━━━ SOURCE ━━━

The light sensor on a digital camera also sees RGB coloring schemes and comes in two varieties: Complimentary Metal Oxide Semiconductor (CMOS), and Charge-Coupled Device (CCD). This sensor has as many ‘photosites’ as your camera has pixels. The greater the number of pixels, the better the image quality.
Lighting plays a key role in the quality of a photo as you, the photographer, want a colorful, crisp, clear image with lots of depth of field. After all, a photo is nothing more than captured photons put into print media. You’re in charge of the intensity of light in your picture through the triangle: ISO, f-stop, and shutter speed.
Through these three settings, you may control the amount of ambient or added light that the camera ‘sees’ and records. After all, the camera records mostly reflected light off of the subject(s)…. That’s why you see them in the first place. In the odd case… you may be shooting into the sunlight and record direct sun itself as a component of your photo.

━━━

### EXERCISE TASKS
1. In the text on camera sensors and light, which three settings make up the triangle that controls light intensity?
2. Reproduce the text on camera sensors and light between "The light sensor" and "the image quality.", inclusive.

━━━ INFORMATION SUPPLIED ━━━

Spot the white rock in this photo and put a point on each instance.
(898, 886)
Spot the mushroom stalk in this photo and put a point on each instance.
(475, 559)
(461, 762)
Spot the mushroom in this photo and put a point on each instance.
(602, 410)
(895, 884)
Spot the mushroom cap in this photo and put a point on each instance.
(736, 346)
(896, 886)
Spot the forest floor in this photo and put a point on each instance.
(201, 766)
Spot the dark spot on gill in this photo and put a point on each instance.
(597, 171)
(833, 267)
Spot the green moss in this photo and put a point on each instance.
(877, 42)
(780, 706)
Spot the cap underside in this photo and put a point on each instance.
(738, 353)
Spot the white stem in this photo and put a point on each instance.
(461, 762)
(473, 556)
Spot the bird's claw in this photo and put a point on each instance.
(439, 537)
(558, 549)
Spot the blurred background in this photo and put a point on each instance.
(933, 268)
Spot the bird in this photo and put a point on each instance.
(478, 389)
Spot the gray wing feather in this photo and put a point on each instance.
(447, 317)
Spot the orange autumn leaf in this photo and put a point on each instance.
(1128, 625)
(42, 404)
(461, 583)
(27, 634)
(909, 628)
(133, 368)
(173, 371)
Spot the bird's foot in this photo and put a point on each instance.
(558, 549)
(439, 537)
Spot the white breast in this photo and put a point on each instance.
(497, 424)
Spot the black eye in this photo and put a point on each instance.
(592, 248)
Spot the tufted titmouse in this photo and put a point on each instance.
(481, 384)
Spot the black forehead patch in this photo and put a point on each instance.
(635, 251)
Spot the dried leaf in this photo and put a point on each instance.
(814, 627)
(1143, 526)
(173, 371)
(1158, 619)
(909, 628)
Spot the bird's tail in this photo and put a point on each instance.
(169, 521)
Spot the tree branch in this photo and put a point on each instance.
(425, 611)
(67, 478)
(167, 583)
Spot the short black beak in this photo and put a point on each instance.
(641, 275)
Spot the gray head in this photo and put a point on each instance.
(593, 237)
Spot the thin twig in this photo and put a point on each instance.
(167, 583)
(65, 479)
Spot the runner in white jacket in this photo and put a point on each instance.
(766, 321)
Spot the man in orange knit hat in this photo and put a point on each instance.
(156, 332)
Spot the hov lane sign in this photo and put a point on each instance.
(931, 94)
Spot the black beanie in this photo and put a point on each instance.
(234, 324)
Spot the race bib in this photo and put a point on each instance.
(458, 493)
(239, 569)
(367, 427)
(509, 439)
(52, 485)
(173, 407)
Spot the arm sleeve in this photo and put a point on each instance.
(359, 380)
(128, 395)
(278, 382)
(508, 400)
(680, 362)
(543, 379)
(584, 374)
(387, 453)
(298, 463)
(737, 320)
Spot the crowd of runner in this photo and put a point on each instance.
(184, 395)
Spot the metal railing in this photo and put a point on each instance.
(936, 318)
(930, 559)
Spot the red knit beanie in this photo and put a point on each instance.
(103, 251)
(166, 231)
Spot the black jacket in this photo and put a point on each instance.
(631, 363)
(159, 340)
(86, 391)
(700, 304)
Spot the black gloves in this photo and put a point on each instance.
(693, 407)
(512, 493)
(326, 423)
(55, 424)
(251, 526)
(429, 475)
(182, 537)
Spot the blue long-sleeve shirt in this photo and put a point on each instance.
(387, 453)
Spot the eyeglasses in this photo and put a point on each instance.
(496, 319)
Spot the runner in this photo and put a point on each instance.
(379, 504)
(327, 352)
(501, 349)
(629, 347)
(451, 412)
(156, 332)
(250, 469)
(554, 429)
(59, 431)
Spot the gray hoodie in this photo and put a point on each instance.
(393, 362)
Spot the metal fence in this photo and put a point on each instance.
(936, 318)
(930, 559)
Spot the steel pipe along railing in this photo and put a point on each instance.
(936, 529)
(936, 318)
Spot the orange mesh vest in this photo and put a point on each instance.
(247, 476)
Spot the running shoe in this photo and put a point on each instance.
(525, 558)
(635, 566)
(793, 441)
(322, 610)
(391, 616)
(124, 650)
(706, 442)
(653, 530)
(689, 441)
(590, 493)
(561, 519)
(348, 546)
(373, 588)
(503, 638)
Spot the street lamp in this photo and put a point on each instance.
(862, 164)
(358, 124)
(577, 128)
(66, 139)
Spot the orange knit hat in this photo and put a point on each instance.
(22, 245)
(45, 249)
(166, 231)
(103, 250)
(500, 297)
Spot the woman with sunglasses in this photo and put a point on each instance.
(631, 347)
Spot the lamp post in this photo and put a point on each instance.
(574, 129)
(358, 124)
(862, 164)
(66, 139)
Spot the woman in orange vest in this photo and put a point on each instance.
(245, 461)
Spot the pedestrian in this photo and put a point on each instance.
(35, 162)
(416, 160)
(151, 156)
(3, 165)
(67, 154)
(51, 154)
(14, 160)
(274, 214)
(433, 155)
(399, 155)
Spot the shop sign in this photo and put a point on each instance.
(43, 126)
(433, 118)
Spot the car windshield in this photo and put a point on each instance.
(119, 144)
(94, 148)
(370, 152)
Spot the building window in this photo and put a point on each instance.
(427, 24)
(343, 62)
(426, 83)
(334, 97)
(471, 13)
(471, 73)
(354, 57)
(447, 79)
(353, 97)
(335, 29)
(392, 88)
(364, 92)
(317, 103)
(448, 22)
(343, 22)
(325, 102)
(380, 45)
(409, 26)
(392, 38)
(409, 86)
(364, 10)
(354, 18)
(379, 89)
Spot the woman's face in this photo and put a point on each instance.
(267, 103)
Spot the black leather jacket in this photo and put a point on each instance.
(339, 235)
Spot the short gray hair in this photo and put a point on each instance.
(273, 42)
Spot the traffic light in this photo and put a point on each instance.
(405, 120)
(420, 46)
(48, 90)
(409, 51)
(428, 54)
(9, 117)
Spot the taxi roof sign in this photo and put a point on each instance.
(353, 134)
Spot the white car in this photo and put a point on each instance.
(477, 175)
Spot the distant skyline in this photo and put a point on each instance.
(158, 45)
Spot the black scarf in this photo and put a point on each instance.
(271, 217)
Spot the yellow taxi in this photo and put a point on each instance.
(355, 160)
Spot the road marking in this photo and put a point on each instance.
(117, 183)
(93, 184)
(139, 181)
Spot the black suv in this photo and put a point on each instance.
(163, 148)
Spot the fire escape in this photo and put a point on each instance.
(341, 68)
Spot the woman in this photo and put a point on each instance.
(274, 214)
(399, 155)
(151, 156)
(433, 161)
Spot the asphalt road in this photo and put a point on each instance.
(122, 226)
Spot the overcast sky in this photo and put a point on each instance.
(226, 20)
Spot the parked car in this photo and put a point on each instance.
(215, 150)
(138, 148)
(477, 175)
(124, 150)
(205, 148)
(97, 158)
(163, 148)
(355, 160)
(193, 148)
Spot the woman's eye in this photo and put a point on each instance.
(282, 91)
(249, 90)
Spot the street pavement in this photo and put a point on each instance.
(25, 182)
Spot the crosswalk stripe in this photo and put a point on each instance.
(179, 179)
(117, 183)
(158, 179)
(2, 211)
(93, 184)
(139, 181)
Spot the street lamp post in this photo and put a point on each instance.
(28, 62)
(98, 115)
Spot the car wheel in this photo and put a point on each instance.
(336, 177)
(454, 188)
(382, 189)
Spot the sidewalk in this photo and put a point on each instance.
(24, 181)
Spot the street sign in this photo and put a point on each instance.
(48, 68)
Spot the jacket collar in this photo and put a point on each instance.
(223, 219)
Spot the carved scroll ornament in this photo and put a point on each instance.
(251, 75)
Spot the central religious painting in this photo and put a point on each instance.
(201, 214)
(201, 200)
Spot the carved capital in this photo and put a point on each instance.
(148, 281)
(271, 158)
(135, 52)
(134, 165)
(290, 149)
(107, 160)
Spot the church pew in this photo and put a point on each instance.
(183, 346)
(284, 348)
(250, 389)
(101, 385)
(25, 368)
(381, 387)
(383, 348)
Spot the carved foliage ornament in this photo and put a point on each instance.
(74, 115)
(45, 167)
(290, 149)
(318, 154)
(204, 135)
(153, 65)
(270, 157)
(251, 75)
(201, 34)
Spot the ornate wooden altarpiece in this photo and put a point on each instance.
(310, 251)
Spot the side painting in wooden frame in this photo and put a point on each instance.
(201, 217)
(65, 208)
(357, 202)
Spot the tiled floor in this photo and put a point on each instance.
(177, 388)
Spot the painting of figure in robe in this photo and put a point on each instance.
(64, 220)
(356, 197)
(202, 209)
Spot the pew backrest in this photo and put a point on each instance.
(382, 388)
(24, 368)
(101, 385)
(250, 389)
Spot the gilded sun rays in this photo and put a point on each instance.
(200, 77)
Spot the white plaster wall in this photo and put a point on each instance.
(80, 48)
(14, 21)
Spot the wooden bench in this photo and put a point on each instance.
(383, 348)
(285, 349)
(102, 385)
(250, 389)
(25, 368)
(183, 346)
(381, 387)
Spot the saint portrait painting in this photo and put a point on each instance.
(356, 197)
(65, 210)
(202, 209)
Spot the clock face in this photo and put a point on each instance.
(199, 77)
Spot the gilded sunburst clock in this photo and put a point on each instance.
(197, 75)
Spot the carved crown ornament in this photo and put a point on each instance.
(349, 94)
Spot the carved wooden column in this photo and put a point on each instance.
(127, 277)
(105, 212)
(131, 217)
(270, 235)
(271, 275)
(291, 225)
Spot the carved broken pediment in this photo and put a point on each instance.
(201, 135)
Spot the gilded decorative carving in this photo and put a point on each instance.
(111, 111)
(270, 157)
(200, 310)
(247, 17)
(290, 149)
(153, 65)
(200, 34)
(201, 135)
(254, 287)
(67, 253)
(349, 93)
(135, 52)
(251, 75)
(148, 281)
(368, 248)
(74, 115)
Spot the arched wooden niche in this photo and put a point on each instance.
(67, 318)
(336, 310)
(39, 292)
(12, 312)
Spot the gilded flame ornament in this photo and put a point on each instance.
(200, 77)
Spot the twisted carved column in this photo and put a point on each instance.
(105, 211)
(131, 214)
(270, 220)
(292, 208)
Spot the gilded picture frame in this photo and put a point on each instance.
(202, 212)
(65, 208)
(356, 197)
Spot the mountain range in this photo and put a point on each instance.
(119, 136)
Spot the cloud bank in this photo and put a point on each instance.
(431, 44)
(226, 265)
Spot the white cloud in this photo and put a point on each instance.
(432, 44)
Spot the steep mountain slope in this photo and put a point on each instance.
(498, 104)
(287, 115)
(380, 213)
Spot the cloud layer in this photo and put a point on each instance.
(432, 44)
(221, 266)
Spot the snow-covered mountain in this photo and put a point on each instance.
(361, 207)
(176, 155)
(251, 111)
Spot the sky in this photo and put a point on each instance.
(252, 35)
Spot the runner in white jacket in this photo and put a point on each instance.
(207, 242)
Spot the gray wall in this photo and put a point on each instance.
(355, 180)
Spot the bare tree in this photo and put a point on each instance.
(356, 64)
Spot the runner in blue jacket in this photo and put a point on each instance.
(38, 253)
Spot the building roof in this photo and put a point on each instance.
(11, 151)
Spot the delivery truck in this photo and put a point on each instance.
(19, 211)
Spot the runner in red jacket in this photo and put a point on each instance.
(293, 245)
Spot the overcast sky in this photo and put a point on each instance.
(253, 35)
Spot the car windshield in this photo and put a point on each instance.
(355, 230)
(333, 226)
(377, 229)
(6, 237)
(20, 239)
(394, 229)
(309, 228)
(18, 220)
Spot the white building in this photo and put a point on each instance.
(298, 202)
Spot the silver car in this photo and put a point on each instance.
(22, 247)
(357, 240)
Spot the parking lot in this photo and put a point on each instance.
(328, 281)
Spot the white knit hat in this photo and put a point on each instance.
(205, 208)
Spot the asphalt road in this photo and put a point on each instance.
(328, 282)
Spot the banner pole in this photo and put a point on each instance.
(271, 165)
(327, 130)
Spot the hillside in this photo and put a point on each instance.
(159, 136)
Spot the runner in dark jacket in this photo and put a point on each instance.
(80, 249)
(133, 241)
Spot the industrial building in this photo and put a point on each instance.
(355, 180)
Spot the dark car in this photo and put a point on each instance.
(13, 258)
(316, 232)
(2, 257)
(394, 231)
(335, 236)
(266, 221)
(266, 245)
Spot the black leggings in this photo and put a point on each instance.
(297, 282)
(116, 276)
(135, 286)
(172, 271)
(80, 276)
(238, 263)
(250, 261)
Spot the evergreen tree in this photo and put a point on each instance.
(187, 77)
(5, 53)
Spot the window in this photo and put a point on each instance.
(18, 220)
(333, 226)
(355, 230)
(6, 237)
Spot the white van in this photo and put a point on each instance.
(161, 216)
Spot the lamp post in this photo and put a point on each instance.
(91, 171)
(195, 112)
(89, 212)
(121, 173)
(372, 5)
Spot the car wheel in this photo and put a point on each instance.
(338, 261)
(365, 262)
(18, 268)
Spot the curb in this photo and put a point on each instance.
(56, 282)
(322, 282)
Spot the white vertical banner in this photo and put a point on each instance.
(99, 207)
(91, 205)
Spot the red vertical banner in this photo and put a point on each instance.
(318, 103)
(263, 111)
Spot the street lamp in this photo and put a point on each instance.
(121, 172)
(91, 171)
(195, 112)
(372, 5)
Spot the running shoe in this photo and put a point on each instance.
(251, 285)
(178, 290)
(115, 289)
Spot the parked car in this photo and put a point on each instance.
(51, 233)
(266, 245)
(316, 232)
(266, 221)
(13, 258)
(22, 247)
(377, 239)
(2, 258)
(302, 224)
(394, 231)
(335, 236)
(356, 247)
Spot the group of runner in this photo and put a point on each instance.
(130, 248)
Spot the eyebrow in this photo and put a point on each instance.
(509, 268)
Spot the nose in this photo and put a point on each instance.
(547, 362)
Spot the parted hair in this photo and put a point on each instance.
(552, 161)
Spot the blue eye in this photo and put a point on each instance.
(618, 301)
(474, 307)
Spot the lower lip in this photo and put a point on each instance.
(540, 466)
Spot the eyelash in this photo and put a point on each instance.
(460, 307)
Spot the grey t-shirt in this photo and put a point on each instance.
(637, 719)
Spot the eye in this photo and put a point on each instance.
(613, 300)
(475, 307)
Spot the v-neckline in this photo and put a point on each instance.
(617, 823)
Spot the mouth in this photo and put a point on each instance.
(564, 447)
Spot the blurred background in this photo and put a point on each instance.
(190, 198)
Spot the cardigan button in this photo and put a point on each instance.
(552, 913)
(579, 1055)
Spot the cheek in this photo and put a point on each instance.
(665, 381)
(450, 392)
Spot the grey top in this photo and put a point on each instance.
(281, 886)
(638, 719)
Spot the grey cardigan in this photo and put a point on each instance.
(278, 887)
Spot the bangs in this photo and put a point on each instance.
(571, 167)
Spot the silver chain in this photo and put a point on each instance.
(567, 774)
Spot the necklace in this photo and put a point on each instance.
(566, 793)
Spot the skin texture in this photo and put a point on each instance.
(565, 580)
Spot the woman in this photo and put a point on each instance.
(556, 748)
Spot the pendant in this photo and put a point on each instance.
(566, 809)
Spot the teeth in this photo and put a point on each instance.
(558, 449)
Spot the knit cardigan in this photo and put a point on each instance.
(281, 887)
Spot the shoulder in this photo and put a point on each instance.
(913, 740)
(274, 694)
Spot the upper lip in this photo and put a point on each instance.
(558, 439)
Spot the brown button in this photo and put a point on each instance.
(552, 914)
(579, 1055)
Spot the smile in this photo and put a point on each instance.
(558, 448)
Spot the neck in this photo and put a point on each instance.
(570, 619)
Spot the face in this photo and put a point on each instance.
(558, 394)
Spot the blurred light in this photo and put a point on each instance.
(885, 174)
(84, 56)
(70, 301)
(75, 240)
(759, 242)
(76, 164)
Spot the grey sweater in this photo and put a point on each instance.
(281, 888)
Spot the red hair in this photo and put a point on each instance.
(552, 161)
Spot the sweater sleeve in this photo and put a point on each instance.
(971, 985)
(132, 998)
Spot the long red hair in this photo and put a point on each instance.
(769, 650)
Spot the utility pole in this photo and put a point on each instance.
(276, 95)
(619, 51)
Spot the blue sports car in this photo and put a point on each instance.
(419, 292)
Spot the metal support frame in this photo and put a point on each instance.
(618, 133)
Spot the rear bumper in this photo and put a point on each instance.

━━━

### COMPLETED EXERCISE
1. ISO, f-stop, and shutter speed.

2.
The light sensor on a digital camera also sees RGB coloring schemes and comes in two varieties: Complimentary Metal Oxide Semiconductor (CMOS), and Charge-Coupled Device (CCD). This sensor has as many ‘photosites’ as your camera has pixels. The greater the number of pixels, the better the image quality.